To-do list
• 1. List every member of the clergy named in the essay on the new Bishop of Salt Lake City, with the title the essay gives each one.
• 2. According to the essay on the new Bishop of Salt Lake City, on what date did the Diocese receive its new Bishop?
• 3. Write the next part of the essay on the new Bishop of Salt Lake City, picking up after its final sentence.

By: Rachel LeMelle, The Catholic University of America
My Personal Experience
Most of my high school years were spent without the guidance of a Bishop for my Diocese of Salt Lake City, Utah. On March 7th, 2017, after spending two years without a shepherd, the Diocese finally had a new Bishop: the first Filipino Bishop assigned to the United States, coming from Los Angeles where he spent time with Bishop Robert Barron as an Auxiliary. This transition presented me with a momentous opportunity to grow in faith and learn more about my vocation.
The Beginning
At the Bishop’s Installation, I served as an usher through my Catholic high school’s Ambassador program. Coming from one of the three catholic high schools in Utah, I was honored to represent not only Juan Diego Catholic High School, but the Diocese, as well as myself. I helped at all the celebratory events and liturgies that came with in installing our new shepherd, Bishop Solis. Through helping with the liturgies I had the opportunity to meet many people from the Catholic world, most especially those who were among the episcopate or clergy, or who have played a part in the history of our Diocese. I will never forget listening to Bishop Solis’ homily for the first time, beaming from the back of the narthex. I finally had a new shepherd, one who genuinely cared for his Diocese and it’s people, continuing in the legacy of his predecessor, the now, Archbishop John Wester of Santa Fe.
Among the many people I had the privilege of meeting at the Installation, I got the chance to meet four young men who were studying to be priests. I had never met anyone like them before; someone whose greatest desire was to love, to serve, and to give their lives to God. These men, and their desire to love God through the sacrifice of their lives fascinated me, and even to this day continues to do so. I saw, and still see, such beauty in their way of life. I could see the zeal in their eyes and smiles as we all talked, conversing about our faith. While we waited for the line to greet the new Bishop to die down, we conversed for what must have been close to two hours, all about how we loved Christ and how much we loved our Diocese. I didn’t know it yet, but I already had a desire and calling to serve alongside my seminarians and to serve our Diocese as well, however in my own unique way. After we finally greeted the Bishop, we exchanged emails to keep in touch and continue our conversations about faith and ideas on how to minister to the people in Salt Lake. I told them I would pray for them and we parted ways.

Provided information
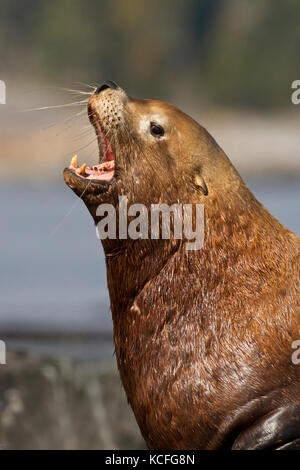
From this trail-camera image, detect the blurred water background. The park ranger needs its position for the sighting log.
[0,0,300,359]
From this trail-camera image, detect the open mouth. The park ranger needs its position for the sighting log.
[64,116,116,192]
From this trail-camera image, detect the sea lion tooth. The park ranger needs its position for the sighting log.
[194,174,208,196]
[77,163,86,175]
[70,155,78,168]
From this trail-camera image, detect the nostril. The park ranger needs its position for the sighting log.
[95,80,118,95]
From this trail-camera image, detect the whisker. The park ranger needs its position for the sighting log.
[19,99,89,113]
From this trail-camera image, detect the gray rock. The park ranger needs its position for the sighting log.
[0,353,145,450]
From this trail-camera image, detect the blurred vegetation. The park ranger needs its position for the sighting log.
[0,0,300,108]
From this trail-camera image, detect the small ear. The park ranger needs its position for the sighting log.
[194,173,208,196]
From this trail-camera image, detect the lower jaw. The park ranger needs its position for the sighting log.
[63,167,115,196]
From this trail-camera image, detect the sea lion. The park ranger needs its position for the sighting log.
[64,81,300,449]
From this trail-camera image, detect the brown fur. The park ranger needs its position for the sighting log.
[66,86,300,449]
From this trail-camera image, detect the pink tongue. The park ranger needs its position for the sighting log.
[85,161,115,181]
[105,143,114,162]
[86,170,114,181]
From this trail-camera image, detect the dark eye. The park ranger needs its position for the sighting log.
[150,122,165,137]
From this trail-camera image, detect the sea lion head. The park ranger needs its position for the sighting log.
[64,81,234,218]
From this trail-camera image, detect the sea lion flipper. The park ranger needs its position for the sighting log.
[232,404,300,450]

---

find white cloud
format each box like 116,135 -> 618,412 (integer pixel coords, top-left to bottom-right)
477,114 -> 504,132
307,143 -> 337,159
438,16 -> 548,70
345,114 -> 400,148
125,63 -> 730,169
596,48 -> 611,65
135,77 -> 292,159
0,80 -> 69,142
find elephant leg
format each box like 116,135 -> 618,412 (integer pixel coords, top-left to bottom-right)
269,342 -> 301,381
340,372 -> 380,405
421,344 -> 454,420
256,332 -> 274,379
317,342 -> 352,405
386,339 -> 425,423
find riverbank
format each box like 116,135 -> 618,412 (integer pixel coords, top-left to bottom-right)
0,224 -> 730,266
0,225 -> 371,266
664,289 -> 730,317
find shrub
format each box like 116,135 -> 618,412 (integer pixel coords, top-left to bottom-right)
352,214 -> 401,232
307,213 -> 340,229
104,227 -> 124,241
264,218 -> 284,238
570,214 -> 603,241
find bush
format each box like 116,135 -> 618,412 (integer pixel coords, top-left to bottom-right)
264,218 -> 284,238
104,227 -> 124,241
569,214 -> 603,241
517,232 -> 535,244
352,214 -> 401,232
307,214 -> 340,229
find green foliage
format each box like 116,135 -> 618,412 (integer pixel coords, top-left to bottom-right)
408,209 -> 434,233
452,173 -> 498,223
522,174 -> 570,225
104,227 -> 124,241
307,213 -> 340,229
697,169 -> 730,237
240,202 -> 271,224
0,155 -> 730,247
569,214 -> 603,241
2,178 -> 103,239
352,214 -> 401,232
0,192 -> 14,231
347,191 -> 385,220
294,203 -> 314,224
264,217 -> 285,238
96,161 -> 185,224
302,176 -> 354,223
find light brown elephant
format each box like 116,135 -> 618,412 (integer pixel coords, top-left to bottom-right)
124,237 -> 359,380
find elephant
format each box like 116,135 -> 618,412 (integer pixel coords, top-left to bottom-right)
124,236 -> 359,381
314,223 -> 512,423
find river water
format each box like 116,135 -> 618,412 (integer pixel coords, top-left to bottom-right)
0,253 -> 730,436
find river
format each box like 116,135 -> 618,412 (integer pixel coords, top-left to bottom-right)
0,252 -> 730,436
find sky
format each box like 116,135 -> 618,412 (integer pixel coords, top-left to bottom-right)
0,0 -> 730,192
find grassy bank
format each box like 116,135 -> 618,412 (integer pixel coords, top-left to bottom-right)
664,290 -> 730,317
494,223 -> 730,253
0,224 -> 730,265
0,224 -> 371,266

---

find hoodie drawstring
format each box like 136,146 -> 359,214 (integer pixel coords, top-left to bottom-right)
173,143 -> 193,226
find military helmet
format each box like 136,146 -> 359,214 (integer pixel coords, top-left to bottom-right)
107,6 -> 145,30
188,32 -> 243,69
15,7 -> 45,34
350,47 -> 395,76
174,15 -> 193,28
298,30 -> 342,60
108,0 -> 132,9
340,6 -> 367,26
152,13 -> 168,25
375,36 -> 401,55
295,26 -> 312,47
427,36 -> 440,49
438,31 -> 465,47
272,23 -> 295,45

Per-task answers
• 1.
Bishop Robert Barron
Bishop Solis
Archbishop John Wester

• 2. March 7th, 2017.

• 3.
I emailed a few weeks later to the main seminarian email for the Diocese, getting a reply back the next day. I kept replying, talking about philosophy or spirituality, telling how I prayed for them. Being the intentional, intense person I am I actually started praying for them after we met, and made sure to remind them of my seriousness that I actually follow through in doing so every time I got a reply. One seminarian, who replied the most, already had a Licentiate in Philosophy and I was happy to have finally found another person to talk about philosophy with me. In Utah, I had become frustrated in the lack of intellectual resources for the faith or what I describe as intellectual tradition. I kept looking for ways to explain or describe what I was experiencing in my recently found, (a year or so before) relationship with God, relationship with mystery, and relationship with a person who is all three in one but also in the Son, both divine and human. How could I explain this? All I knew is I hungered for deeper and hungered for more as I had fallen in love with this personal God. I knew there had to be more…
Soon, whenever the seminarians would come into town, although only usually one or two from seminary up at Mt. Angel in St. Benedict, Oregon, we would email, making sure to get together to meet up, thus creating the tradition of seminarian lunches or meal gatherings began. As the boys would come to do pastoral year from time to time, I got to know more of them as well as get the chance to see their way of life more closely, being able to understand why people would choose and say yes to such a way of life, as well as seeing the beauty of such intimacy that comes in consecrating oneself to Him.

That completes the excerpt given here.